◆ **Prompt**: Retype all of the data exactly as given.

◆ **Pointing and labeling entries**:

--- Start ---

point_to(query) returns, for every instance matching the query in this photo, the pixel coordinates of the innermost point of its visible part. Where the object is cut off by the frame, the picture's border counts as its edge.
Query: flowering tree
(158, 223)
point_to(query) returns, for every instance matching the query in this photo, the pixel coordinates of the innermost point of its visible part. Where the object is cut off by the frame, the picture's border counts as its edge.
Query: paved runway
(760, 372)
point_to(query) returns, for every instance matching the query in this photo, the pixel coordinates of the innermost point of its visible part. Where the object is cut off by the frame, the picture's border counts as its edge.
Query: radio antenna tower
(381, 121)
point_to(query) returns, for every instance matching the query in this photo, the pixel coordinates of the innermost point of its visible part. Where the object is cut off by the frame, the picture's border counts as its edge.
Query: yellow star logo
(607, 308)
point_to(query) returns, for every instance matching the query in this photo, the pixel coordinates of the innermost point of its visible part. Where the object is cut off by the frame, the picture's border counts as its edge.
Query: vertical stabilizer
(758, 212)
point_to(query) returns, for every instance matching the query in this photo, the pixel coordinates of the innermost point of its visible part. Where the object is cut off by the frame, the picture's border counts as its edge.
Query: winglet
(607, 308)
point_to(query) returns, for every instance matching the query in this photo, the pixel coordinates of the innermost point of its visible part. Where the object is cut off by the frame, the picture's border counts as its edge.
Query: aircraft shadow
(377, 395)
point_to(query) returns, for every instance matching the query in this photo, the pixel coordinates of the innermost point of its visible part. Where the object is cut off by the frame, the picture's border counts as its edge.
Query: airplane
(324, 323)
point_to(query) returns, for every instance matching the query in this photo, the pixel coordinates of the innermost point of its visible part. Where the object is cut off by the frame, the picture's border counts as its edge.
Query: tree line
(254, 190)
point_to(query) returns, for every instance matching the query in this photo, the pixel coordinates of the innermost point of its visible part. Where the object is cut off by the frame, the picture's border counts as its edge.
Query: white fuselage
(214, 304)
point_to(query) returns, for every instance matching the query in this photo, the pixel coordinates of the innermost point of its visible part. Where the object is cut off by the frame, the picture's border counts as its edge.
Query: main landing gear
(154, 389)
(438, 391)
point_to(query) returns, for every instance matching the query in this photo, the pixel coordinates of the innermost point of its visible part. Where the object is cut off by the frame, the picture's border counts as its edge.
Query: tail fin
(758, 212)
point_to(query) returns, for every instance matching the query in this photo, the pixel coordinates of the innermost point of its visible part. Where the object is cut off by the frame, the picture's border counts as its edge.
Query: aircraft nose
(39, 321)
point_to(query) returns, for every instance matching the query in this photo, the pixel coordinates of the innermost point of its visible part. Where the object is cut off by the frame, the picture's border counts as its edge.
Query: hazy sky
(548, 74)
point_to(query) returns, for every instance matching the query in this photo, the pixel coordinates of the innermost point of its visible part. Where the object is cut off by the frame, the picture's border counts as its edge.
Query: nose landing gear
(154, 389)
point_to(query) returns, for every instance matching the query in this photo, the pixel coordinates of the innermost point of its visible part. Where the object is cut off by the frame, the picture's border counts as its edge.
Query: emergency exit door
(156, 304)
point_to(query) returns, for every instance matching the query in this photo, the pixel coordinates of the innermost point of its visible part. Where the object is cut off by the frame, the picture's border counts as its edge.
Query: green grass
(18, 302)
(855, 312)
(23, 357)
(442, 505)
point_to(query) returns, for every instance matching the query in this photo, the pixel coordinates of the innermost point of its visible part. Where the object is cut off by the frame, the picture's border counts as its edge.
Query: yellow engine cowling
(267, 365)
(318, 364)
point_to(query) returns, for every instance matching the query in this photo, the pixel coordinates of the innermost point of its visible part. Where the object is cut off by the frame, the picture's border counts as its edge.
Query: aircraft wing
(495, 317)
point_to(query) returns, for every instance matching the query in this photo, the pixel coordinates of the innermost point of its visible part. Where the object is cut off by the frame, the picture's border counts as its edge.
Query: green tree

--- End ---

◆ **The response**:
point_to(query) returns, for every instance matching the query in this photo, the pixel coordinates of the innermost point of its visible part. Where the object is cut off by the frame, the picture's border counts as its edge.
Query: flowering tree
(158, 223)
point_to(query) returns, for every instance matching the query in this photo, the pixel coordinates of the innermost point of its visible part. Where the object is cut off by the frame, the picture's border counts as its edge.
Query: paved runway
(760, 372)
point_to(query) returns, for every instance matching the query in this photo, the pixel coordinates of the innermost point of its visible part. Where the object is cut off by the frame, the picture's border counts as its edge.
Query: radio antenna tower
(381, 121)
point_to(query) returns, for every instance matching the query in this photo, the pixel coordinates of the innermost point of its visible part. Where the object is cut off by the frame, the picture's border counts as its edge.
Query: yellow star logo
(607, 308)
point_to(query) returns, for every instance matching the query in this photo, the pixel coordinates of the innermost point of its visible part. Where the object is cut off by the frame, the picture's border counts as its edge.
Query: vertical stabilizer
(758, 212)
point_to(query) returns, for every instance matching the query in this photo, the pixel coordinates of the innermost point of its visible part. Where the object is cut off by the frame, the picture's border counts as its edge.
Query: winglet
(607, 308)
point_to(query) returns, for every instance matching the query in this photo, the pixel coordinates of the innermost point of its visible part. Where the object is cut off by the frame, the picture's border counts as its edge.
Query: aircraft shadow
(377, 395)
point_to(query) returns, for every instance matching the query in this photo, the pixel coordinates of the innermost point of its visible part. Where the object is cut off by the frame, the picture's border counts as its edge.
Query: airplane
(324, 323)
point_to(query) returns, for every instance matching the query in this photo, the pixel coordinates of the innermost point of its visible part. Where the object is cut off by the frame, the picture's border counts as its edge.
Query: tree line
(254, 190)
point_to(query) returns, for every instance matching the query in this photo, the pixel coordinates of the innermost point of its visible part. Where the object is cut off by the frame, the picture's border counts as its edge.
Query: white fuselage
(214, 304)
point_to(query) returns, for every instance matching the query in this photo, the pixel coordinates of the innermost point of its visible part. Where the object is cut off by the frame, the picture's border counts as its edge.
Query: main landing gear
(154, 389)
(438, 391)
point_to(query) returns, for every instance matching the query in this photo, the pixel coordinates of the innermost point of its visible part. Where the object is cut off by the frame, the picture's border counts as its edge.
Query: tail fin
(758, 212)
point_to(query) returns, for every instance matching the query in this photo, the pixel coordinates of the innermost point of its visible part. Where the object is cut off by the frame, the picture's border counts as its edge.
Query: aircraft nose
(39, 321)
point_to(query) returns, for every instance matching the query in this photo, the pixel coordinates of the innermost point of its visible part. Where the object is cut off by the frame, the picture's border counts as its edge.
Query: hazy sky
(548, 74)
point_to(query) returns, for every instance matching the query in this photo, the pixel coordinates of the innermost point of its visible part. Where the object is cut off by the frame, the picture's border counts as its edge.
Query: nose landing gear
(154, 389)
point_to(query) returns, for every instance matching the query in this photo, the pixel coordinates of the innermost point of its visible part. Where the object is cut off by the frame, the picture's border counts as its edge.
Query: emergency exit door
(156, 304)
point_to(query) returns, for every instance matching the query in this photo, the pixel coordinates of the innermost point of its visible part. Where the object is cut off by the frame, the picture's border counts as its edge.
Query: green grass
(18, 302)
(855, 312)
(23, 357)
(442, 505)
point_to(query) returns, for every instance matching the query in this photo, the pixel coordinates of the innermost point of its visible part. Where the object is cut off by the frame, the picture's border counts as its edge.
Query: yellow engine cowling
(267, 365)
(318, 364)
point_to(query) returns, for every instance matching the query in this photo, the pixel coordinates of the innermost point of its visible part. Where the object is cut off by the frame, the picture's border counts as its edge.
Query: aircraft wing
(495, 317)
point_to(query) returns, for every instance matching the query in this photo, the pixel coordinates of the innermost point of its visible part. Where the object is cut off by the frame, the picture's border counts as its edge.
Query: green tree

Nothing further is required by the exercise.